▸ GIVEN TASK A: Reproduce everything in the robotics challenges text from "Challenge 2: How" down to "the song-playing behavior.", swapping "SciBorg" for "robot" each time it appears.
▸ GIVEN TASK B: According to the robotics challenges text, what should each team have for Challenge 2?

Wellesley College ◊ CS115/PHYS115 Robotic Design Studio ◊ WinterSession 2002

Challenges

Below is a list of “challenges” that you will be asked to complete during the first 6 or 7 class meetings. You should document each of the challenges in your design journal.

Challenge 1: Kinetic Sculpture

With one or two other partners, build a very simple kinetic sculpture out of Lego parts that is controlled by the Handy Board with a simple Handy Logo program. The control should involve at least one motor and two different kinds of sensors (e.g., switch, light sensor, reflectance sensor). For example, one sensor might turn the sculpture on while the other might turn it off. Or you might use the two sensors to control two different kinds of motors.

Include in your design journal a description of the sculpture (including a rough sketch) and the Handy Logo program.

Here, and for almost every other challenge in the course, you may need to go through several iterations before you achieve the behavior you desire. This is not a bad thing, but an expected aspect of the design process that offers rich opportunities for learning. In your design journal, you should document each iteration of a design, indicating what worked well, what didn't work so well, and what you learned from the experience.

Challenge 2: How Does SciBorg Follow a Line?

The first menu selection on a SciBorg Handy Board is follow-line. Executing the program causes the SciBorg to follow a black line. The goal of this challenge is to figure out how it follows the line -- i.e. to determine the algorithm used by the follow-line program.

You should work in teams with two or three members. Each team should have one SciBorg, a sheet of large paper, and a black marker (you may need to share markers between teams). Perform experiments with the SciBorg to deduce the algorithm employed by follow-line. In your design journal, document your hypotheses, experiments, and conclusions. You should include an English description of the follow-line algorithm that explains all the behaviors you observe, including not only the line-following behavior but also the song-playing behavior.

Pay special attention to figuring out which sensors and actuators participate in the behavior. Recall that the analog sensor display mode (which you get by turning the knob on the Handy Board past menu item 7) is a particularly good way to monitor analog sensors. You might also want to experiment with different colors of markers and papers. Can SciBorg follow a red line? What happens if you place SciBorg on black paper? On the rug?

▸ INFORMATION SUPPLIED:
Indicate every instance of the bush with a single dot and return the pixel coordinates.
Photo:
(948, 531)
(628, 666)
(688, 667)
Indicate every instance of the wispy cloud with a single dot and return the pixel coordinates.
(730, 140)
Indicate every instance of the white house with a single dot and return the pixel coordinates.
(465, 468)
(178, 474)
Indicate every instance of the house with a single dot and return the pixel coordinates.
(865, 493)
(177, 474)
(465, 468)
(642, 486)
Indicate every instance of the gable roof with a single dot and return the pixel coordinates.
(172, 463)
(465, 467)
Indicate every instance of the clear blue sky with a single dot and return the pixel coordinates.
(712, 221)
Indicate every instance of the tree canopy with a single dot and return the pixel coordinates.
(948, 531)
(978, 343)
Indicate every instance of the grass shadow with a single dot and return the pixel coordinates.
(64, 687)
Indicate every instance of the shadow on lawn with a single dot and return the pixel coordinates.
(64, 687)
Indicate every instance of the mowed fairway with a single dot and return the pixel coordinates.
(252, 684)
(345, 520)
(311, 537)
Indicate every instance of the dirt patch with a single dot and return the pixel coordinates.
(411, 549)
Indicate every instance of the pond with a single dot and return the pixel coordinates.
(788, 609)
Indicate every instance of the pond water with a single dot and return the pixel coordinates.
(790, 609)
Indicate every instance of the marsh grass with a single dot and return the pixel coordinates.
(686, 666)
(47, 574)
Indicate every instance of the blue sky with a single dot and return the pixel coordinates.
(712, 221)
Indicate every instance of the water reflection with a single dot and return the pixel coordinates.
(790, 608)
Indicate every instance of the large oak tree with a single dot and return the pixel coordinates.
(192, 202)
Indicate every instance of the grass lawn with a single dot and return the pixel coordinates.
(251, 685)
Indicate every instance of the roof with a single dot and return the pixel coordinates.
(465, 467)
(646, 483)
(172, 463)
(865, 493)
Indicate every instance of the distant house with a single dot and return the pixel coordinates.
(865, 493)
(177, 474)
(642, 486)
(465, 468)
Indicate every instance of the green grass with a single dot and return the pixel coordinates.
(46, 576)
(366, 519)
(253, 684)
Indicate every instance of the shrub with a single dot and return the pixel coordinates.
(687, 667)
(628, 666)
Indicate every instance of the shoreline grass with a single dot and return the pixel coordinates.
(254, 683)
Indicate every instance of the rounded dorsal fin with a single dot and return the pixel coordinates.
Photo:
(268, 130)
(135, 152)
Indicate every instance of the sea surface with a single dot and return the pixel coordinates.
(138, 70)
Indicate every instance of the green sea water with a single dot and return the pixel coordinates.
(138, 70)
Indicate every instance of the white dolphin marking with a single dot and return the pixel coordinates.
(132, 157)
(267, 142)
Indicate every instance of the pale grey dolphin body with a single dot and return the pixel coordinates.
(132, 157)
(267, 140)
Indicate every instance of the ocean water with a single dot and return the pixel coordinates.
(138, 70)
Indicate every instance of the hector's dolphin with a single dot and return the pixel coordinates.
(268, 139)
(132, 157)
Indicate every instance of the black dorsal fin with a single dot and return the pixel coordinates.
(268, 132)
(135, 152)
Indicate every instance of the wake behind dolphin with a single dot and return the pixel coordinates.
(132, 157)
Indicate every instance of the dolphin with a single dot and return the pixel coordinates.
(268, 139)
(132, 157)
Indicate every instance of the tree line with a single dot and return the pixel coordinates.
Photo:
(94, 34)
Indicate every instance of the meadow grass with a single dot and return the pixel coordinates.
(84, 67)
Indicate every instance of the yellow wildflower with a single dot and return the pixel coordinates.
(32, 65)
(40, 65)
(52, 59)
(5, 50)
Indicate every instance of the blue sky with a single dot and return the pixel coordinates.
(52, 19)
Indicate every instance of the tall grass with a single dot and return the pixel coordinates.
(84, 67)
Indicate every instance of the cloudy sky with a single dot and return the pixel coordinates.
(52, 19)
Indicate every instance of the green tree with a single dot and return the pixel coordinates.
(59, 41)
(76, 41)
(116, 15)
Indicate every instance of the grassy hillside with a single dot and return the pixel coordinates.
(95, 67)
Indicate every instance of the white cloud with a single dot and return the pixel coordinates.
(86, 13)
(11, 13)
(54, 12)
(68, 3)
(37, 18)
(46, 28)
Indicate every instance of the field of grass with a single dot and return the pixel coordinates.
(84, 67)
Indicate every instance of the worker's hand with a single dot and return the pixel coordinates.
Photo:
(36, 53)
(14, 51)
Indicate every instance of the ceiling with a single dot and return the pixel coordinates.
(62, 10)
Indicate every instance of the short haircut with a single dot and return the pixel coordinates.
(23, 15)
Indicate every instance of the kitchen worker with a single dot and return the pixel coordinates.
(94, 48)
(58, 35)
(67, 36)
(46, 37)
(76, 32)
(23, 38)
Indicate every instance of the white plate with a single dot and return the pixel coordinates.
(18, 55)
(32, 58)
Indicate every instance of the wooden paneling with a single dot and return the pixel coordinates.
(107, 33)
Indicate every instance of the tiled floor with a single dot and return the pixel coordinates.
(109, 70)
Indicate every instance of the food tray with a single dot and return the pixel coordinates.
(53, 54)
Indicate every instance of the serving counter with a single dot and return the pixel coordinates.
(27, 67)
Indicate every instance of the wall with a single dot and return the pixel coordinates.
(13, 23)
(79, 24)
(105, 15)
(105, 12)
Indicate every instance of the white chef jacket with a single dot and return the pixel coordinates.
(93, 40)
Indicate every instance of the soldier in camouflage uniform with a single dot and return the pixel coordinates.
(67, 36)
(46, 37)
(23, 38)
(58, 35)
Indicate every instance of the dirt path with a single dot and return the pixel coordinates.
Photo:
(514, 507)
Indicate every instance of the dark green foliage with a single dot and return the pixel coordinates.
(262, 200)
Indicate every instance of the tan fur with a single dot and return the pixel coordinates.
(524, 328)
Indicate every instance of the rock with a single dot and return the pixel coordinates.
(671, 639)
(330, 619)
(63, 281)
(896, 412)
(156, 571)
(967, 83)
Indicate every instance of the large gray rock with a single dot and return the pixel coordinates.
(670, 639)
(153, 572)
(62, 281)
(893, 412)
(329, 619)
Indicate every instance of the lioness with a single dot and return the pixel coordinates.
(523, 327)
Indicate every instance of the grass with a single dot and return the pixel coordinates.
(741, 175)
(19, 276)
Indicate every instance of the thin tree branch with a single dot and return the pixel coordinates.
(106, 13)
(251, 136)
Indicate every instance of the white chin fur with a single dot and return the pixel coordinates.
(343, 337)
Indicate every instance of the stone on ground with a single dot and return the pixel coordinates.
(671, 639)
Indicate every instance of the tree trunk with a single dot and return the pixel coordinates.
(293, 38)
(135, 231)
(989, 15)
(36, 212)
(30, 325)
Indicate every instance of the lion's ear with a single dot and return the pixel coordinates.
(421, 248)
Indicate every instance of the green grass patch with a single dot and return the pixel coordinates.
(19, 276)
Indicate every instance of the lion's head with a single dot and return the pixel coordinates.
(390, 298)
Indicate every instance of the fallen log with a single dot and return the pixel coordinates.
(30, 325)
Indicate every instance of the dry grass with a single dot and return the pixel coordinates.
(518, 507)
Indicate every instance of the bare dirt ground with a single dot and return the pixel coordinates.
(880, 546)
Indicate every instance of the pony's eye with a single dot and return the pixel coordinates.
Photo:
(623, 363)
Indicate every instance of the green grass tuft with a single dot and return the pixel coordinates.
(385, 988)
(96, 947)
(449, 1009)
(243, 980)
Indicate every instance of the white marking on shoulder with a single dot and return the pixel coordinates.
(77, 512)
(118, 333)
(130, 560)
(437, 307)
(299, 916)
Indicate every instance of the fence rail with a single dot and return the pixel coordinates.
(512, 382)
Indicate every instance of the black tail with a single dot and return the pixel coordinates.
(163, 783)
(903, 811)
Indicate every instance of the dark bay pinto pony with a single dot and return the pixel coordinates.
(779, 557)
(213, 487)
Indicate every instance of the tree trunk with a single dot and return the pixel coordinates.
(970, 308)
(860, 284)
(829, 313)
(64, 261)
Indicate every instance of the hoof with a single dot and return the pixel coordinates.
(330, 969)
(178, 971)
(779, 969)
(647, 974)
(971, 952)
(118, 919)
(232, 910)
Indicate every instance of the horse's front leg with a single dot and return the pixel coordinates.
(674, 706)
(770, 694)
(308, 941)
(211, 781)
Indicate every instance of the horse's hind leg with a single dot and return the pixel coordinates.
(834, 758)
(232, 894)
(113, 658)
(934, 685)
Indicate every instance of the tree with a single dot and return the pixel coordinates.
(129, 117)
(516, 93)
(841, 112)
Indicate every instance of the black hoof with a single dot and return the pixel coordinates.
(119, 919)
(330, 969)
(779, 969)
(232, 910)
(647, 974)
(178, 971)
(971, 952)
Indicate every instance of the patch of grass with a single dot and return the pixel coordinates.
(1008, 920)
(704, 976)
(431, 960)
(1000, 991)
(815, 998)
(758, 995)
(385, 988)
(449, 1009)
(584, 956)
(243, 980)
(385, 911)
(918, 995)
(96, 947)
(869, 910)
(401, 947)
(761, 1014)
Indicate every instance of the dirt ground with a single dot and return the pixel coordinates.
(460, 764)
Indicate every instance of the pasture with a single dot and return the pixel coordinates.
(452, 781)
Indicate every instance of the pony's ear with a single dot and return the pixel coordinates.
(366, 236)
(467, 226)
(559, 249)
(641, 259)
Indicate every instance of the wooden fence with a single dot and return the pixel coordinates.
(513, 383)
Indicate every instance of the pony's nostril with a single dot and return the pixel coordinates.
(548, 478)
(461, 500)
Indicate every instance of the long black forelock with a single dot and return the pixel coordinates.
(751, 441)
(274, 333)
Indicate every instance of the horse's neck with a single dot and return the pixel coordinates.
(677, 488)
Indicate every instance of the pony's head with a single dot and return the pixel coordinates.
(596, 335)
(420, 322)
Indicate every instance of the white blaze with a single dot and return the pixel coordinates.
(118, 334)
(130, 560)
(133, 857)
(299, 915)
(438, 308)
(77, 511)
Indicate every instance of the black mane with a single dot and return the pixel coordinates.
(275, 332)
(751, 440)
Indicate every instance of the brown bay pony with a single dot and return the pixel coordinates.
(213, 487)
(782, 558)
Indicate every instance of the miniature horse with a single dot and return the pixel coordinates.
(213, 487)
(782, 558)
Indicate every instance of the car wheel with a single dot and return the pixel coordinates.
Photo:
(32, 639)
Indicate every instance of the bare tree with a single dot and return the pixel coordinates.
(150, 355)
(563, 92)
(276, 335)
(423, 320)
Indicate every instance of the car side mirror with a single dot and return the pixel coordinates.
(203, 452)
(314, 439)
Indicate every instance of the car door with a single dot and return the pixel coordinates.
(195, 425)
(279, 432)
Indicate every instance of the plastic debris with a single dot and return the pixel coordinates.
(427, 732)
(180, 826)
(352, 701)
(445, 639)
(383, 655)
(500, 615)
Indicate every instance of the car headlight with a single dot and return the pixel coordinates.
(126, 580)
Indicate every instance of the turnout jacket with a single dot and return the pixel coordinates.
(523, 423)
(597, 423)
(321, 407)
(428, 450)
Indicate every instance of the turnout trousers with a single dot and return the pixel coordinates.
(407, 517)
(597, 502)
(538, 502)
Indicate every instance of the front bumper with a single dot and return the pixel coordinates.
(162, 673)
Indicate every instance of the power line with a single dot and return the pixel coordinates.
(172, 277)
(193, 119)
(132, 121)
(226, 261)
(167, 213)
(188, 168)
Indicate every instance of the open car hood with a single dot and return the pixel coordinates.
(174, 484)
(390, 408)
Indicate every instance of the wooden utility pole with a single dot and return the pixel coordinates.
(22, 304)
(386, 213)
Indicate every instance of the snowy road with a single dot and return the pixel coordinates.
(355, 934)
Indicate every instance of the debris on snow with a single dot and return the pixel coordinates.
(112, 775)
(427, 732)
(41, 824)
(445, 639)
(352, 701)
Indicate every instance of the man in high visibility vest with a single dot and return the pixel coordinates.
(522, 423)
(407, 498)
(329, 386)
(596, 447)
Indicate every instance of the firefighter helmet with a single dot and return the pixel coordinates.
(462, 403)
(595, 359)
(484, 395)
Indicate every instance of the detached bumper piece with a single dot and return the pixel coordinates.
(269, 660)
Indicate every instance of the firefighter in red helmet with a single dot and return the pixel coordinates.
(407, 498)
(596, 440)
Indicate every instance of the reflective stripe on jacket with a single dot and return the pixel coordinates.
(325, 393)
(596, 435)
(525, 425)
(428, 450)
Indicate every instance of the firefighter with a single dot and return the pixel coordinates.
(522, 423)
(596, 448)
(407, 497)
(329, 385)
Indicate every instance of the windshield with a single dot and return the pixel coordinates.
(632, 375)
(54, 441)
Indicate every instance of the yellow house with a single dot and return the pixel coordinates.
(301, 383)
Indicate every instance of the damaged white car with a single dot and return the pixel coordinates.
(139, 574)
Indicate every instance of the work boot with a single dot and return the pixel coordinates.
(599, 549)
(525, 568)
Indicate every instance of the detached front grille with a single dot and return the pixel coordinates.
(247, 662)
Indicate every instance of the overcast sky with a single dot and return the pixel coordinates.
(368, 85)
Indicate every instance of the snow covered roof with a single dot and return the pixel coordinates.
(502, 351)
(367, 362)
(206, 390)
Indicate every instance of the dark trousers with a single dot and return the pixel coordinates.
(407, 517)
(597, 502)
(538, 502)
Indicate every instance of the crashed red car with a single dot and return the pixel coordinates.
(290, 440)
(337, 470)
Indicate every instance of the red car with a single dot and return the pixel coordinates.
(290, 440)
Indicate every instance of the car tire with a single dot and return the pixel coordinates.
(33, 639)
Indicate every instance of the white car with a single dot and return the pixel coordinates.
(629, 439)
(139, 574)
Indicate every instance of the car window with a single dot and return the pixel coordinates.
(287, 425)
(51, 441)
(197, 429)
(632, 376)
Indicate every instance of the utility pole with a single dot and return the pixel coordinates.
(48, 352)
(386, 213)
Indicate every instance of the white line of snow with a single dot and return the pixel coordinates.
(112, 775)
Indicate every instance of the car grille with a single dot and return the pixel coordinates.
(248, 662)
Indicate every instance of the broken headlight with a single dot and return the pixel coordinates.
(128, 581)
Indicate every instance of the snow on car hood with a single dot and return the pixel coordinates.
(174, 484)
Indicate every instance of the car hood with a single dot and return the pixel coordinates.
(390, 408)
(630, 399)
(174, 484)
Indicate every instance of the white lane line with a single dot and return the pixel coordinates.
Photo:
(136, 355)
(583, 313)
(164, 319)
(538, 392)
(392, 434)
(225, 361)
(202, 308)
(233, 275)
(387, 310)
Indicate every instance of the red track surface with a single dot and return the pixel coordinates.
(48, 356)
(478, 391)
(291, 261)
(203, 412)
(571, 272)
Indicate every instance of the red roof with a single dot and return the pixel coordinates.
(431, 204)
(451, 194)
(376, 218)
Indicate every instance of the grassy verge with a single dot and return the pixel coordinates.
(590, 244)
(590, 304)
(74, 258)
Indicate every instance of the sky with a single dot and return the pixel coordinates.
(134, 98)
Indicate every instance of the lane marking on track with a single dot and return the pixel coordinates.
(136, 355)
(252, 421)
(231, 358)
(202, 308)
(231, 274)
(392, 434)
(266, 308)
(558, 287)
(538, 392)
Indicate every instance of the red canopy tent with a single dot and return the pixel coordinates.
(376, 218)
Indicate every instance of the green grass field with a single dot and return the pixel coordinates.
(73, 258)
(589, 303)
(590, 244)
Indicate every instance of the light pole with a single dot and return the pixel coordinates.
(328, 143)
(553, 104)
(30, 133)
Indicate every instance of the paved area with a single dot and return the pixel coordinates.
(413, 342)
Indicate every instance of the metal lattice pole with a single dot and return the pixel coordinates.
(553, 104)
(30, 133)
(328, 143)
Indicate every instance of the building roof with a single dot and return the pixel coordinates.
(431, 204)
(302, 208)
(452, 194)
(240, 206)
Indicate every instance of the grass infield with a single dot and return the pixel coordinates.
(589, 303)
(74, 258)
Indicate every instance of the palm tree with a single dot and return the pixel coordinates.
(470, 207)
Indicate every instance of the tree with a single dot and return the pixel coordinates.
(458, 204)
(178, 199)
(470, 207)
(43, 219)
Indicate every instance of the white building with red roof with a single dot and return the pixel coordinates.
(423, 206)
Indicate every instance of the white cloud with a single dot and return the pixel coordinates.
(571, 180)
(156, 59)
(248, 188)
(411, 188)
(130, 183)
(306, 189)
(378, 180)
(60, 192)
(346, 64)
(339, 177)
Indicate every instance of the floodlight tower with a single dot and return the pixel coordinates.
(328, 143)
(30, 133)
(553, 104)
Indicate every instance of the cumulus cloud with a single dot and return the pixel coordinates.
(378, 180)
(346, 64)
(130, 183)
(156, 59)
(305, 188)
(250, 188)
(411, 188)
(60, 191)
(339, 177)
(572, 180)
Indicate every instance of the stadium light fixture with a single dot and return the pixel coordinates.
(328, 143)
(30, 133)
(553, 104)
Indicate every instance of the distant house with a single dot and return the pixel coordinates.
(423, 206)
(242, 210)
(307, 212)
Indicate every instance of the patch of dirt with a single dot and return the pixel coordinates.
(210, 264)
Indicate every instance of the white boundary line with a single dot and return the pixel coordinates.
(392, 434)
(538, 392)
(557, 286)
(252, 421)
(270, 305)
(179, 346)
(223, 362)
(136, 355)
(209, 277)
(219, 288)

▸ EXPECTED ANSWER A:
Challenge 2: How Does robot Follow a Line?

The first menu selection on a robot Handy Board is follow-line. Executing the program causes the robot to follow a black line. The goal of this challenge is to figure out how it follows the line -- i.e. to determine the algorithm used by the follow-line program.

You should work in teams with two or three members. Each team should have one robot, a sheet of large paper, and a black marker (you may need to share markers between teams). Perform experiments with the robot to deduce the algorithm employed by follow-line. In your design journal, document your hypotheses, experiments, and conclusions. You should include an English description of the follow-line algorithm that explains all the behaviors you observe, including not only the line-following behavior but also the song-playing behavior.

▸ EXPECTED ANSWER B: One SciBorg, a sheet of large paper, and a black marker.